### Task objective
Look for "distant" in the material below and show each line that contains it.

────

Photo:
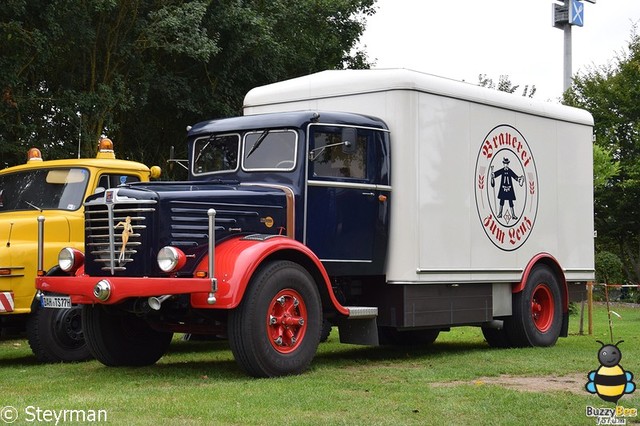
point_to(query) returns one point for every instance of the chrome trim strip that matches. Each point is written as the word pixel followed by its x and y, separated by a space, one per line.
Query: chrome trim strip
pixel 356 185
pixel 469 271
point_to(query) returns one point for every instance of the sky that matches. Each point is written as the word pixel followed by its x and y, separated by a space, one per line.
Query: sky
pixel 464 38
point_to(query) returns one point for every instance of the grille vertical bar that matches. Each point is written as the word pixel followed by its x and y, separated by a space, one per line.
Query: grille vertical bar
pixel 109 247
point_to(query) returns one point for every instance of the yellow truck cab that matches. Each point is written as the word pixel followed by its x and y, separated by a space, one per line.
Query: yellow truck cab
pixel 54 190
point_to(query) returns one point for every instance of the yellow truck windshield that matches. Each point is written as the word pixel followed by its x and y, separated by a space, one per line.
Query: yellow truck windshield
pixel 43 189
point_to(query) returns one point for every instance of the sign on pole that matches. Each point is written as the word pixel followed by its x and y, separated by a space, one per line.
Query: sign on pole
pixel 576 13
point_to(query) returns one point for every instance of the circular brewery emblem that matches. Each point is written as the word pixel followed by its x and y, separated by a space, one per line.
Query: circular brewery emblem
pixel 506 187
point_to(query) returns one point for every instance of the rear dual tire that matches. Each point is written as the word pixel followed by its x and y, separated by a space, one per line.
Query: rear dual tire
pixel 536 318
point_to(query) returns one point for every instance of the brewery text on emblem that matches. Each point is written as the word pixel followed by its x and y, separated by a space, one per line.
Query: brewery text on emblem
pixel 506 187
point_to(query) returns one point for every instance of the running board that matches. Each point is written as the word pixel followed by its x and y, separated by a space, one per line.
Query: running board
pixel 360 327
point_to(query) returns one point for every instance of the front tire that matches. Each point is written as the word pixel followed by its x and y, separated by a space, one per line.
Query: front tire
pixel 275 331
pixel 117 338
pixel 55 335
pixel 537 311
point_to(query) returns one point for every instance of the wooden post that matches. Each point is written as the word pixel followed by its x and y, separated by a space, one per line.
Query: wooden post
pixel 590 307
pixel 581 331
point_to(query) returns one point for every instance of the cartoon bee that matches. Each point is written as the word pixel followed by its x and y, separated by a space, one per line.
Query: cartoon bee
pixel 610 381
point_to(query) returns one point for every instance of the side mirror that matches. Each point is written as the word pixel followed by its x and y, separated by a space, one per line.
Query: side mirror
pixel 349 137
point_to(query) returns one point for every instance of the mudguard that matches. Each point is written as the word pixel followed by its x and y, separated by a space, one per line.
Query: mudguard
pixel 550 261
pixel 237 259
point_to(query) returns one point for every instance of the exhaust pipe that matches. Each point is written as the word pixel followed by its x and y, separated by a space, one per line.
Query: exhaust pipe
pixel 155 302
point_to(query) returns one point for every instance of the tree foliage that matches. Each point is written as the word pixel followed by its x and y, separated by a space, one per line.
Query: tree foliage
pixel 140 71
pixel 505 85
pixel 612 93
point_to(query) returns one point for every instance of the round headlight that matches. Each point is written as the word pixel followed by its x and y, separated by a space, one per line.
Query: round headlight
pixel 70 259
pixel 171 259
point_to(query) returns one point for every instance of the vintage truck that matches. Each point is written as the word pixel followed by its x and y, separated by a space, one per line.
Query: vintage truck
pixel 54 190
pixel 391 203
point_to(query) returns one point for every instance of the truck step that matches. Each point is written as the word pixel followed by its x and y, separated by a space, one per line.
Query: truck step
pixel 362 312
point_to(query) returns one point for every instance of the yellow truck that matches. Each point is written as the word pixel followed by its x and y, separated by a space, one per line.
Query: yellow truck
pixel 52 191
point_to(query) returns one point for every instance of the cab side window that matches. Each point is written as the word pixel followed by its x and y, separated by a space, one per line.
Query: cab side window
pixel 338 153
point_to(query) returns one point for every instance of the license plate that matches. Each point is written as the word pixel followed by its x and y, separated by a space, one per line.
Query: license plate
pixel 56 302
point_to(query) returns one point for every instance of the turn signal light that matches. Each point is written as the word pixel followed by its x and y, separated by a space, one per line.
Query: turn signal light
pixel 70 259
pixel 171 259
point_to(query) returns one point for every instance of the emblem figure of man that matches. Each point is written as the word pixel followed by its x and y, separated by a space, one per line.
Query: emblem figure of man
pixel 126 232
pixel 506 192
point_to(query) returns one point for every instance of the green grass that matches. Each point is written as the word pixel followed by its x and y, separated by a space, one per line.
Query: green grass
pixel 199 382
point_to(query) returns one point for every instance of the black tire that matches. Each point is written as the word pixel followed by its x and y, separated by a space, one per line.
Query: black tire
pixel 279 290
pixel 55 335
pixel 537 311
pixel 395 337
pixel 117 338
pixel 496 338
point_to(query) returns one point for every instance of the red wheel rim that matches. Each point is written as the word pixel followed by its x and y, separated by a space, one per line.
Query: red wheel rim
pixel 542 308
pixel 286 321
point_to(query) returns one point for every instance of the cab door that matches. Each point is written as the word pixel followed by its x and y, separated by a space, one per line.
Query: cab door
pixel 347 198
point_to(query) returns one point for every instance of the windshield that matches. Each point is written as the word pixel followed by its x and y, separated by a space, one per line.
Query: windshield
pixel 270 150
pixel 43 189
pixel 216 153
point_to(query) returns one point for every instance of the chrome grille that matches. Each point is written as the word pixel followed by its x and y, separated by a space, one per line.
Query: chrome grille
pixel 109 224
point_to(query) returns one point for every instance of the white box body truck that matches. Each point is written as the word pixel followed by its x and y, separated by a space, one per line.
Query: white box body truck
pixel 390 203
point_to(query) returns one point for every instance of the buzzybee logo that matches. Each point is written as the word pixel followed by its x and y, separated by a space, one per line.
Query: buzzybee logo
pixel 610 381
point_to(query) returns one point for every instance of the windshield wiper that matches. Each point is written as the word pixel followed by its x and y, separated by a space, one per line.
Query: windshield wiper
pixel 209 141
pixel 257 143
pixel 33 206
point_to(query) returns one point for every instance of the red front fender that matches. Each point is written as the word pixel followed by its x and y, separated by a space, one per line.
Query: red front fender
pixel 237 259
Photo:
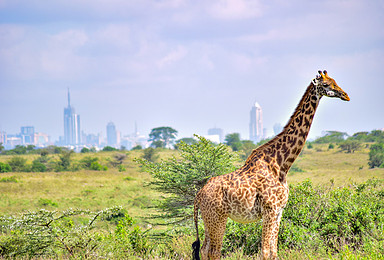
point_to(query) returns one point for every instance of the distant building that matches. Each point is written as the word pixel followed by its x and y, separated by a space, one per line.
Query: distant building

────

### Written solution
point_to(query) returns one point for every instance of the distant building that matches. Each point is written as the word pixel followed by its x and y, separated by a space, one per line.
Query: distant building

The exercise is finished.